[EXTRACT]
★ ★ ★

Family of black teen killed by Tempe officer plans protestsPosted: Updated:
The parents of an unarmed black teen who was fatally shot in the back by a Tempe police lieutenant last year ridiculed the decision by prosecutors to not charge the officer and vowed to carry out protests over the case.
Maricopa County Attorney Bill Montgomery on Wednesday announced there would be no charges against Lt. Edward Ouimette, a longtime department veteran who fatally shot 19-year-old Dalvin Hollins on July 27, 2016.
The shooting took place in a parking lot behind a senior living facility after Hollins allegedly robbed a pharmacy of 11 bottles of codeine cough syrup, telling the employees he was armed and would kill them.
Montgomery said state laws allow people who reasonably believe their life is in danger to use lethal force.
Police never found a weapon. Hollins died of a gunshot wound to the back.
His family is suing the Tempe Police Department, saying there's no proof Hollins pointed anything at the officer and that the shooting wasn't justified. They're planning to protest in Tempe on Friday.
Sarah Coleman, the boy's mother, said her son was a loving person who was probably just scared of police when he ran away. She questioned whether the lieutenant would have shot her son if he'd been white.
Hollins's family says he suffered from mental disabilities and had been on social security disability most of his life.
"I can't understand how an officer can't recognize a scared kid from a hardened criminal," stepfather Frederick Franklin said.
Montgomery said that although there were no witnesses or video to corroborate the officer's account, the law protects him because he was defending his life in what he perceived was a moment of danger.
"The suspect made a gesture with an item consistent with the perception that a gun was being pointed at an officer," Montgomery said.
Tempe police say they have reviewed their body camera policy since learning that Ouimette didn't turn his on until after the shooting. The department said Oiumette's use of the camera during the confrontation "may have provided additional evidence of the encounter."

★ ★ ★

[DATA SHOWN]
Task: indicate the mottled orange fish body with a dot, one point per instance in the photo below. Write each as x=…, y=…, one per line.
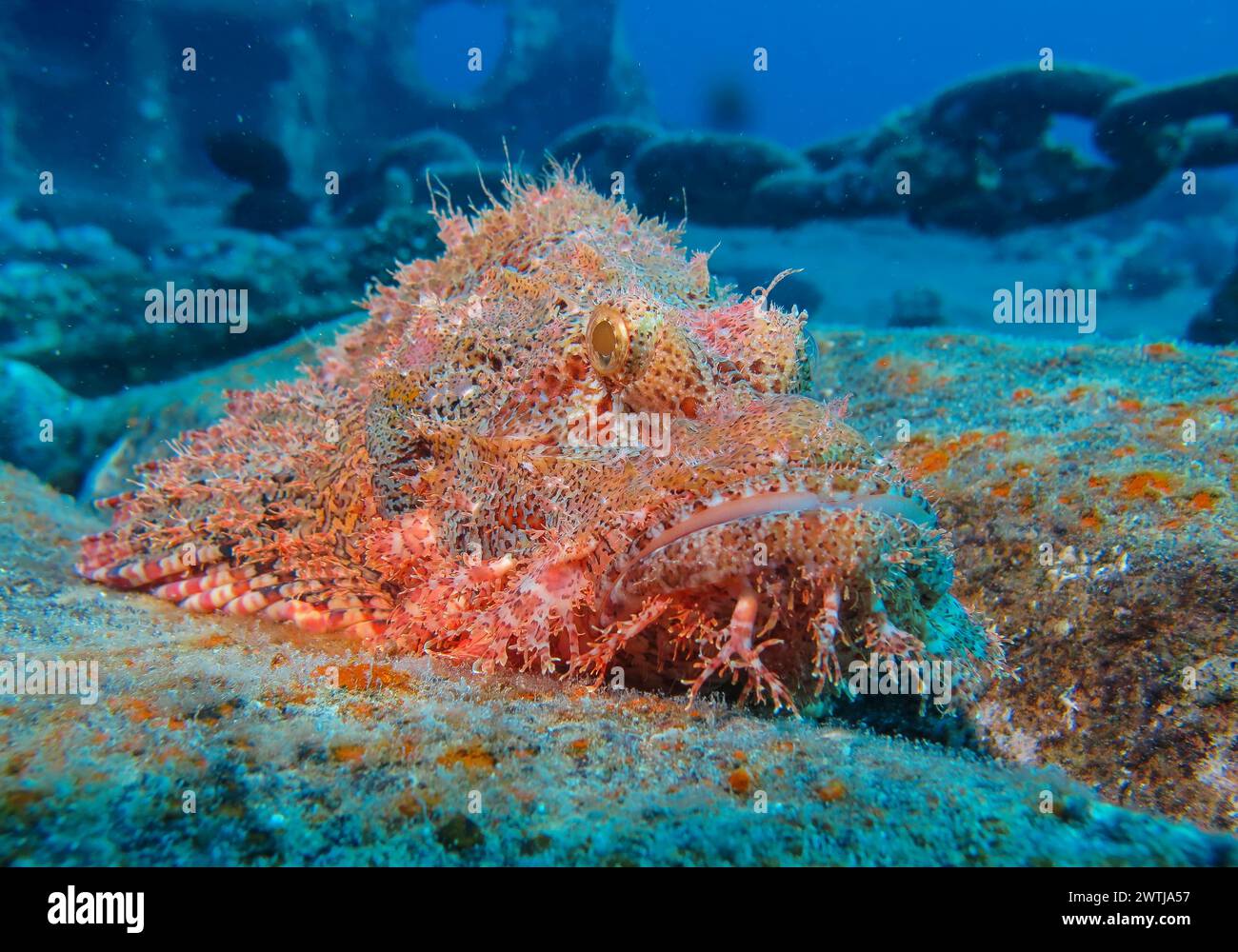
x=557, y=446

★ ★ ★

[PROMPT 1]
In the article, how many bottles of codeine cough syrup was Hollins alleged to have taken from the pharmacy?
[PROMPT 2]
Reproduce the article word for word from "Police never found" up to and including "Frederick Franklin said.".
The listing comes from a source unrelated to the article.

[EXERCISE SOLUTION 1]
11 bottles.

[EXERCISE SOLUTION 2]
Police never found a weapon. Hollins died of a gunshot wound to the back.
His family is suing the Tempe Police Department, saying there's no proof Hollins pointed anything at the officer and that the shooting wasn't justified. They're planning to protest in Tempe on Friday.
Sarah Coleman, the boy's mother, said her son was a loving person who was probably just scared of police when he ran away. She questioned whether the lieutenant would have shot her son if he'd been white.
Hollins's family says he suffered from mental disabilities and had been on social security disability most of his life.
"I can't understand how an officer can't recognize a scared kid from a hardened criminal," stepfather Frederick Franklin said.